# Problem to solve:
Could you copy out every one of the records below word for word, leaving the pictures out?

# Entries provided:
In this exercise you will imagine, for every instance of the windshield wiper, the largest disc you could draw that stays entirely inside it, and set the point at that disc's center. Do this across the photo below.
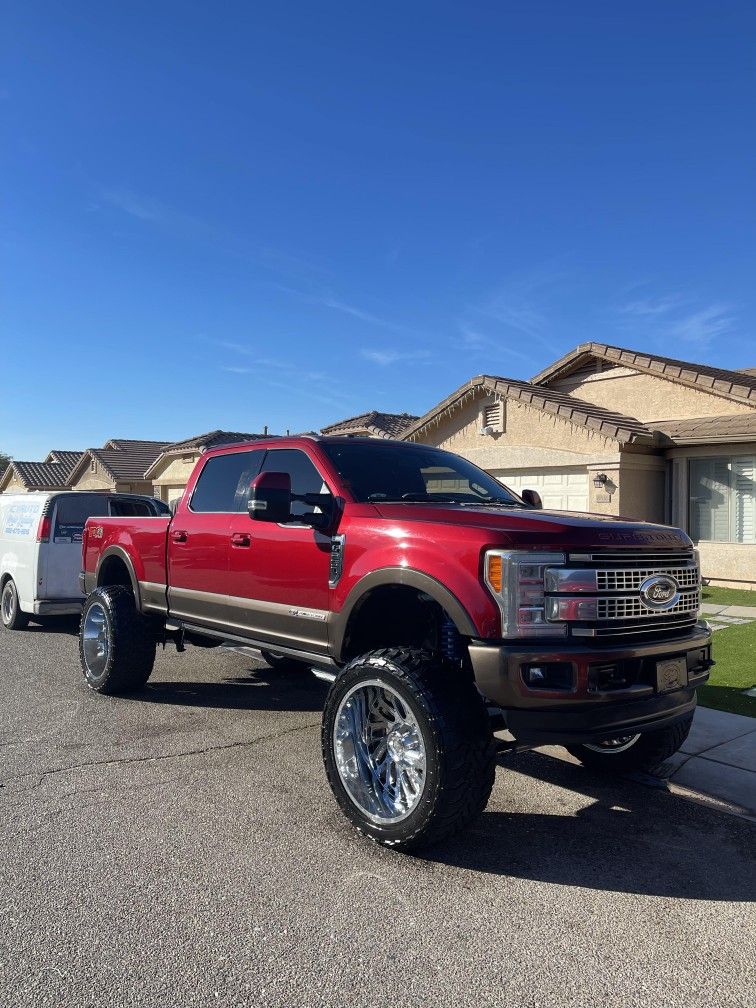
(415, 498)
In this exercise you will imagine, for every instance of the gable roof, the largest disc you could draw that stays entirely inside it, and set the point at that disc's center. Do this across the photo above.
(129, 461)
(37, 475)
(604, 421)
(125, 444)
(202, 443)
(66, 458)
(736, 385)
(214, 437)
(705, 429)
(379, 424)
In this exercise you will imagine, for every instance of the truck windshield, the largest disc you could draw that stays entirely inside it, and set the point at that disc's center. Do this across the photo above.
(390, 472)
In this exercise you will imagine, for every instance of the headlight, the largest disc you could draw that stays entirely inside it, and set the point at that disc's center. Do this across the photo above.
(515, 578)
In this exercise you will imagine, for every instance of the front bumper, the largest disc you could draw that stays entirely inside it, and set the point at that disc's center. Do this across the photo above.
(590, 711)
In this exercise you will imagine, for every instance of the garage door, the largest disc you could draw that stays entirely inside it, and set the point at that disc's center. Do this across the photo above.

# Answer to this task:
In this exercise you will imagine, for every instance of the windshield wiper, the largest disc you could draw that stays entirely inside it, and set the point at that disc's center. Do this across the photo below.
(415, 498)
In this exercise you will imagine, for every instance of the gable roof, the largest disc you could draw that stays entirely inside it, and set the point at that disc's center. Do this across the photo above.
(129, 461)
(37, 475)
(604, 421)
(125, 444)
(202, 443)
(66, 458)
(736, 385)
(214, 437)
(705, 429)
(379, 424)
In this exercise you will imagine, for every instance of the truck windshield, the largest disc you could draw that stays entirely inside it, and set the point at that disc's center. Do this across the photo above.
(390, 472)
In this exercise you will imagine, for every instance of the headlight, the largest disc you could draw that stays entirely inside it, and set the point at that disc's center. Do this across the photo above.
(515, 578)
In this exercise you will imagine, for every instance of the front bumper, the largest disc you could draw that stays entirely inside it, and set the point at that disc's center. Do this across the photo above.
(590, 711)
In this exercise you will imagine, for every instance of the garage door, the largest disc you could draw that stays entirely inside it, and set the point at that disc's center. Do this across the photo above.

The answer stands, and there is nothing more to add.